◆ **Data provided**
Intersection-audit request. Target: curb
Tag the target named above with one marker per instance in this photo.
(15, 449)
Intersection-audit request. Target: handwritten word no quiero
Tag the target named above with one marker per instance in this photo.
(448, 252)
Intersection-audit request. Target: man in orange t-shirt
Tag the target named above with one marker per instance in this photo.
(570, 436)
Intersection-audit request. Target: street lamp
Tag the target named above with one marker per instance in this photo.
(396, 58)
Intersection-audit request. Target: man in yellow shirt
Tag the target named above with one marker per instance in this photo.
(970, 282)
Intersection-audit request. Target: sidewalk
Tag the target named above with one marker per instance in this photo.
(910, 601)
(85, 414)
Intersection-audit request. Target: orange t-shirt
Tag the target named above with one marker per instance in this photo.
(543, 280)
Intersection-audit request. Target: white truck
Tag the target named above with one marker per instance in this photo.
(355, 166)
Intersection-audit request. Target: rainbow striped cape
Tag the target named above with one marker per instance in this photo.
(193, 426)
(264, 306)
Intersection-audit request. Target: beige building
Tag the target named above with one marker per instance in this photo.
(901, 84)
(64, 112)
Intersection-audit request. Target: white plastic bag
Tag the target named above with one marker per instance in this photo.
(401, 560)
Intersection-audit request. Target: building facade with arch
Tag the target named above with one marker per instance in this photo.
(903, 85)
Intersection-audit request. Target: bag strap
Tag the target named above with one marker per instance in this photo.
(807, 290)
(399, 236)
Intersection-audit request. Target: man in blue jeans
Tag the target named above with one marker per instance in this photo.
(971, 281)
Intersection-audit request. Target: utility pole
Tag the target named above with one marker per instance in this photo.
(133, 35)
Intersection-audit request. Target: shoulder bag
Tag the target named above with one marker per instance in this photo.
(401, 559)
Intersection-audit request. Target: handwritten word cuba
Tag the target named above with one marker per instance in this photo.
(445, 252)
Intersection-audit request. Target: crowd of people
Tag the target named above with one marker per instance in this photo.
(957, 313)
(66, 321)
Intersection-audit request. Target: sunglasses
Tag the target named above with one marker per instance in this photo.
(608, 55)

◆ **Exercise aim**
Copy the records from the line containing "Intersection-audit request. Target: shoulder" through the end of the records, substituting "pin" for "marker" and leaving everything else unchanged.

◆ **Task solution**
Intersection-audit request. Target: shoulder bag
Tag the target named above with one pin per instance in this photo.
(401, 559)
Intersection-audit request. Target: handwritten word cuba
Tag the target named above with one pin per instance in this photo.
(445, 252)
Intersection-audit request. Target: crowd of people
Tag the target named above with one pin per instance in this photo.
(957, 313)
(66, 321)
Intersection-audit request. Target: sunglasses
Tag the target named above with one pin per instance in this photo.
(608, 55)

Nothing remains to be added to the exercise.